======== TEXTO FORNECIDO
Um dos temas de maior destaque no cenário jurídico brasileiro atual é, sem dúvida, a Lei Anticorrupção (Lei nº 12.846, de 2013). A percepção dos males da corrupção, algo já assumido na realidade internacional já de alguns anos, causou um forte impacto, no Brasil, sob muitos matizes. Um dos mais significativos, sem dúvida, diz respeito à ideia do compliance, ou, mais particularmente, do criminal compliance.
Há alguns anos muitos escritórios e estúdios jurídicos nacionais vêm se dedicando aos setores de compliance. Após a publicação da Lei 12.846, no entanto, a dimensão da preocupação passa a ser outra. Os muitos ramos do direito passam a falar e externalizar opiniões nem sempre bem compreendidas pelo mercado. De modo curioso, segundo alguns, isso se verifica de forma bastante aguda no que diz tange à advocacia criminal. As causas e razões para tanto, não raro, passam de modo despercebido. Alguns mitos, pois, devem ser postos por terra.
Em primeiro lugar deve ficar bastante claro que a preocupação com o compliance diz, sim, respeito próximo – mas não exclusivo – à área criminal. Como já se pontuou em diversos países, como Alemanha ou Itália, a lógica que gere o sistema anticorrupção, estabelecendo responsabilidades para empresas envolvidas com atos corruptores, é notadamente de ordem penal. Mesmo não havendo, como no caso brasileiro, lei de caráter explicitamente criminal, as noções de cumprimento de deveres específicos, a serem estabelecidos em programas de compliance, obedecem um raciocínio penal.
Está a se descortinar um admirável novo mundo, onde dados do direito empresarial, comercial, tributário e penal acabam por se fundir
Por certo, isso acaba por estabelecer um novo firmamento ao direito penal. Não mais se trata de um direito com vistas somente a reprimir fatos delituosos, mas de um direito com proposta preventiva, e que acaba por estabelecer novos paradigmas. Existe uma dificuldade perceptível para que muitos penalistas, que foram alfabetizados sob as luzes de um tratamento post factum, entendam sua nova missão. Mas esse é um passo absolutamente necessário, mesmo que não se aceite algumas das premissas que parecem trazer nova dimensão ao cenário penal. Um exemplo disso se encontra, claramente, no que se entende por responsabilidade penal da pessoa jurídica.
O direito penal tradicional tem enormes dificuldades para aceitar a responsabilidade de entes coletivos. Quando da promulgação da Constituição Federal de 1988 – onde, em seu art. 225, fez-se uma menção sobre a possibilidade de responsabilidade penal da pessoa jurídica -, inúmeras foram as objeções dos penalistas. Estas se fizeram só aumentar quando, ao depois, em 1998, foi publicada a Lei dos Crimes Ambientais – Lei nº 9.605/98 – a qual fez expressa previsão da mesma. Note-se, entretanto, que essas objeções foram também vistas mundo afora. No entanto, depois de várias pressões internacionais, em especial de entidades como a Organização para a Cooperação e Desenvolvimento Econômico (OCDE), a realidade internacional em boa medida passou a aceitar a presença da responsabilidade penal da pessoa jurídica.
================
• INSTRUÇÕES DAS TAREFAS
[A] Reproduza o trecho do texto sobre a Lei Anticorrupção que começa em "Em primeiro lugar" e segue até "um raciocínio penal.".
[B] Resuma em duas frases o texto sobre a Lei Anticorrupção.
[C] Retome o texto sobre a Lei Anticorrupção a partir do ponto em que ele para e dê continuidade a ele.
Os registros não têm relação com o texto.
======== REGISTROS
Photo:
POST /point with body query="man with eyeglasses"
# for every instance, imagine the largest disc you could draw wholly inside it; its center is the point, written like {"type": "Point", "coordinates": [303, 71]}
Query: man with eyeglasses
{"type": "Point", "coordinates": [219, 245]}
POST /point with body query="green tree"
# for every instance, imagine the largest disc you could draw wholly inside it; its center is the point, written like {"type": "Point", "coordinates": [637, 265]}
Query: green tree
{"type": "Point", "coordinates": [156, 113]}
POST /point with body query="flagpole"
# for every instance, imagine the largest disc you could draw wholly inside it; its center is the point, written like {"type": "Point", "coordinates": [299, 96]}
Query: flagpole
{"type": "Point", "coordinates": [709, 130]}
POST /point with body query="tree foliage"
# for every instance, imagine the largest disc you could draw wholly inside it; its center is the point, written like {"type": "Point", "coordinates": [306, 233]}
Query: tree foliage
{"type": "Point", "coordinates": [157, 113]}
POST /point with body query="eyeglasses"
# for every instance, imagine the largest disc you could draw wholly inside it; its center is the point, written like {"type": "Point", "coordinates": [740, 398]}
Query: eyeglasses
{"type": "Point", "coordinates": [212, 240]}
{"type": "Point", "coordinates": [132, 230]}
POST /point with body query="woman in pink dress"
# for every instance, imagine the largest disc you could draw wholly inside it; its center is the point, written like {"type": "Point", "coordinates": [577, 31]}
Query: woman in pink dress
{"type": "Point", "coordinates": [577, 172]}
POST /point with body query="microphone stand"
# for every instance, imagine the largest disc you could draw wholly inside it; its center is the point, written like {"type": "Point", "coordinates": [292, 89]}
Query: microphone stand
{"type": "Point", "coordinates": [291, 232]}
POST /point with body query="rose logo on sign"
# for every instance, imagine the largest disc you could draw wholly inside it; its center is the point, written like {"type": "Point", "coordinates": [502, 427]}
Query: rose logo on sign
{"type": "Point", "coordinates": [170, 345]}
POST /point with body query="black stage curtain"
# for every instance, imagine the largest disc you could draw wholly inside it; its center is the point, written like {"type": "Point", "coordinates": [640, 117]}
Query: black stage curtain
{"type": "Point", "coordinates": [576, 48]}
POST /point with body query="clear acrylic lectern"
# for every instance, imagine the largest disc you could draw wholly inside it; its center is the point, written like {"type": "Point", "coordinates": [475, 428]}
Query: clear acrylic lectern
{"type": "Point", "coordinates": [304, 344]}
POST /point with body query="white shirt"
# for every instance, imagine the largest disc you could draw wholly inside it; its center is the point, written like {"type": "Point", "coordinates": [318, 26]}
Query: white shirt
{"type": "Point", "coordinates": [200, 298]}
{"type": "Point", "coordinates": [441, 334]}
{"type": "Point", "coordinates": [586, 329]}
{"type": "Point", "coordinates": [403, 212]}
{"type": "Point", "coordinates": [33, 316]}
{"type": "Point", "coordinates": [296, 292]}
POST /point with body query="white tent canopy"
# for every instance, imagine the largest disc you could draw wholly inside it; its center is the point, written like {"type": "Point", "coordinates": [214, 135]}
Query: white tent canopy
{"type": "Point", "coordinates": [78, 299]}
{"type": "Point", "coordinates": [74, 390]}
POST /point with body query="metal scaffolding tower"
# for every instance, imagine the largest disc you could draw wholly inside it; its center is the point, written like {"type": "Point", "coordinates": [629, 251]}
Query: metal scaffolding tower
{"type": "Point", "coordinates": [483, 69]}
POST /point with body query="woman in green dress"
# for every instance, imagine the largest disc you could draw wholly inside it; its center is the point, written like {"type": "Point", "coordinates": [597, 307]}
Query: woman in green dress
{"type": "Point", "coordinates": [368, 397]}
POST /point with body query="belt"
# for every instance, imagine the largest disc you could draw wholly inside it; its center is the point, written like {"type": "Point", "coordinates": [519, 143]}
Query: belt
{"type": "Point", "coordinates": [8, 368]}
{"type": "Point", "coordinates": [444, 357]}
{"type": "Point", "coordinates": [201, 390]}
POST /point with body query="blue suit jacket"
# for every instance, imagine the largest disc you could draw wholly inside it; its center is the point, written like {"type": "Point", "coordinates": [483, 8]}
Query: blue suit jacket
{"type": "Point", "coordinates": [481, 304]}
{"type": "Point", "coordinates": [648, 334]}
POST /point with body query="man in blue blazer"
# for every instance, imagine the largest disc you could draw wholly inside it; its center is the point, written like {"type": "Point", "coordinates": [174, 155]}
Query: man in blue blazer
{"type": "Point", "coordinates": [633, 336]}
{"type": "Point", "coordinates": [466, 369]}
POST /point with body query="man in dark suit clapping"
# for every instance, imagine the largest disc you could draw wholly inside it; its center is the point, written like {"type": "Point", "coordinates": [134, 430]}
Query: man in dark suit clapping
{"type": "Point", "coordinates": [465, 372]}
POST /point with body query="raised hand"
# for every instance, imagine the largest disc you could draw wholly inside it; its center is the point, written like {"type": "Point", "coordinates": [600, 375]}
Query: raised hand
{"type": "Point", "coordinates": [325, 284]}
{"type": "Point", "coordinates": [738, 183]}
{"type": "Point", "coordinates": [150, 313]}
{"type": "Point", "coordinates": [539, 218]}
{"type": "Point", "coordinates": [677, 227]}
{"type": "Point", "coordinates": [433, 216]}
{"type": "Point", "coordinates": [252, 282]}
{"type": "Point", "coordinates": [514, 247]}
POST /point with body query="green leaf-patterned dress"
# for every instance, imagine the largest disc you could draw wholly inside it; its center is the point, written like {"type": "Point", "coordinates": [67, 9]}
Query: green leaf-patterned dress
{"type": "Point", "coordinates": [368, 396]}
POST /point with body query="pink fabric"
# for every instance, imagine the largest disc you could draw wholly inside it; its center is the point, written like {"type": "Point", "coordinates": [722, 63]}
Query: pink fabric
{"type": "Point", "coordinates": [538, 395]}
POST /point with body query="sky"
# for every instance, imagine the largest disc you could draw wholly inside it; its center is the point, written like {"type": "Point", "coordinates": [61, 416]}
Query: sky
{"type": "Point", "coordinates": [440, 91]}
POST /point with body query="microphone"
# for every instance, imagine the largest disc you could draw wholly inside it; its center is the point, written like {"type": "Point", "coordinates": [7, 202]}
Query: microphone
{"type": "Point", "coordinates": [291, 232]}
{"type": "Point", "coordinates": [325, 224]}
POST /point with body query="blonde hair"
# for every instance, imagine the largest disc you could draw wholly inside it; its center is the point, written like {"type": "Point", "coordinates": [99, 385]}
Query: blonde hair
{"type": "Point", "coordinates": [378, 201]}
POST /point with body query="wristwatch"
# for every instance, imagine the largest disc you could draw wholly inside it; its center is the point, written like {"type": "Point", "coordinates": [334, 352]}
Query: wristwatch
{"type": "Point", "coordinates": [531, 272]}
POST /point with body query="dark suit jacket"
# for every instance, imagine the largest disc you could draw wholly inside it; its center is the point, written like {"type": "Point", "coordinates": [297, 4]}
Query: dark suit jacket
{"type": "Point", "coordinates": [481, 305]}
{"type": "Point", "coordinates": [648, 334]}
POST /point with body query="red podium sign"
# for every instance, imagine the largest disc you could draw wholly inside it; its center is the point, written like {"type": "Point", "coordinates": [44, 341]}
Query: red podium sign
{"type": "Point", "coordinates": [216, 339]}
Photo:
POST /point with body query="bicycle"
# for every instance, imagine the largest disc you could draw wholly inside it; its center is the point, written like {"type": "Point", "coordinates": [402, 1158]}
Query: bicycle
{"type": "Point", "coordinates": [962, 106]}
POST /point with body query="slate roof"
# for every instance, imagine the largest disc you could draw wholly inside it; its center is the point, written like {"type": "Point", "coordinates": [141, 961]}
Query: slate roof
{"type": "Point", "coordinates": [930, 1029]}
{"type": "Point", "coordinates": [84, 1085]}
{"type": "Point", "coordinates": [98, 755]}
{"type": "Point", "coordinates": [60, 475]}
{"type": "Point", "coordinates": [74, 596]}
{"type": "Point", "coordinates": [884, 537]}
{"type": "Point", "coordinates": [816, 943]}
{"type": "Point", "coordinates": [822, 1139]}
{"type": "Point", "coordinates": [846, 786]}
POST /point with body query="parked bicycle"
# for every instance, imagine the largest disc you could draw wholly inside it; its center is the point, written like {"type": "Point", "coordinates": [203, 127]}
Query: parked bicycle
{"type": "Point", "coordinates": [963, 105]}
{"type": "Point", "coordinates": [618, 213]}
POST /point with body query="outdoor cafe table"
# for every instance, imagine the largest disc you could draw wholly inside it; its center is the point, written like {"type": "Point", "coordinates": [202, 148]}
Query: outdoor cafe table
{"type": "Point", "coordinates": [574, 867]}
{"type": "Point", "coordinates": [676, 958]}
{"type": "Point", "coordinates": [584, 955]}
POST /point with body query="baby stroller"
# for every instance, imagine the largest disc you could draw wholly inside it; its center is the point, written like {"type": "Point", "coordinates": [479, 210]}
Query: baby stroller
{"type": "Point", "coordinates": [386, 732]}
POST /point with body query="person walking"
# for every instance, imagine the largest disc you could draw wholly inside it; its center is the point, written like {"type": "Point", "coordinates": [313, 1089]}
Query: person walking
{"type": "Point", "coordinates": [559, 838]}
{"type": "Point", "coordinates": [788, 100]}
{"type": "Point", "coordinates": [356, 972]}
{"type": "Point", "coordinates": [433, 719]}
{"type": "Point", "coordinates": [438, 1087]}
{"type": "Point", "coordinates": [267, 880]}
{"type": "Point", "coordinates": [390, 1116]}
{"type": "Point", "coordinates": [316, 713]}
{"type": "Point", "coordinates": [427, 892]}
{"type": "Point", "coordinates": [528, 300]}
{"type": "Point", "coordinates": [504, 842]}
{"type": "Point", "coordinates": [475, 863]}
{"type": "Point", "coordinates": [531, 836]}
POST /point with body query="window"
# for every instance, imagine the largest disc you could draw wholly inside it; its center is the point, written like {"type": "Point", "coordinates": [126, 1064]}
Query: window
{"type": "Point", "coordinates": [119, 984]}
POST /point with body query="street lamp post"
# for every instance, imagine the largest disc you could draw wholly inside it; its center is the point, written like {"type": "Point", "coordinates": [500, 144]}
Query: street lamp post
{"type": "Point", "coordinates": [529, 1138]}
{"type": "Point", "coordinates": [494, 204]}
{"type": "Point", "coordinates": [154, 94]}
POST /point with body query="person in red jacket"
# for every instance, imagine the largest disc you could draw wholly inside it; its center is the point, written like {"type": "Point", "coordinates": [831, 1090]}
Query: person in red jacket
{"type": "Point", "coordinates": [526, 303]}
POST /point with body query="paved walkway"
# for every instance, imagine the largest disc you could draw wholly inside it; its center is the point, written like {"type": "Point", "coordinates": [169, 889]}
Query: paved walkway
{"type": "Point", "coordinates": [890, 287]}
================
• RESPOSTAS DO EXERCÍCIO
[A]
Em primeiro lugar deve ficar bastante claro que a preocupação com o compliance diz, sim, respeito próximo – mas não exclusivo – à área criminal. Como já se pontuou em diversos países, como Alemanha ou Itália, a lógica que gere o sistema anticorrupção, estabelecendo responsabilidades para empresas envolvidas com atos corruptores, é notadamente de ordem penal. Mesmo não havendo, como no caso brasileiro, lei de caráter explicitamente criminal, as noções de cumprimento de deveres específicos, a serem estabelecidos em programas de compliance, obedecem um raciocínio penal.

[B] A Lei Anticorrupção (Lei nº 12.846, de 2013) mudou a dimensão da preocupação com o compliance no Brasil, tema ligado de perto, mas não só, à área criminal e que obedece a um raciocínio penal. Com isso, o direito penal ganha uma proposta preventiva, como mostra a responsabilidade penal da pessoa jurídica, que sofreu objeções dos penalistas mas, após pressões internacionais como as da OCDE, passou a ser aceita em boa medida no cenário internacional.

[C]
Não se trata, com isso, de fazer loas a responsabilidade penal da pessoa jurídica. Muito pelo contrário. Mas é imperioso reconhecer que se cuida de uma tendência aparentemente inescapável. Do mesmo modo, é de se constatar que começa a ser desenhado também um novo defensor penal, não unicamente reativo, mas também preventivo. E é nesse cenário que se afigura a importância crucial do penalista para a elaboração e implantação de programas de compliance.
Isso, de pronto, acaba, por sua vez, em implicar em duas outras colocações. A primeira diria respeito a explicação oculta desse fato. Diversos ensaios têm sido publicados, no exterior, mencionando o porquê da necessidade do penalista na elaboração desses programas. Além da colocação já feita, é de se ver que, em última medida, poder-se-ia dizer que isso se justifica, pois o penalista seria o profissional mais indicado para elucidar e prevenir praticas que podem, eventualmente, resultar em condutas de prática de corrupção. A se imaginar que a presença de um programa de compliance pode ser efetiva, também, na diminuição das penas a serem impostas às empresas, o bem lidar com as noções penais empresariais parece fundamental.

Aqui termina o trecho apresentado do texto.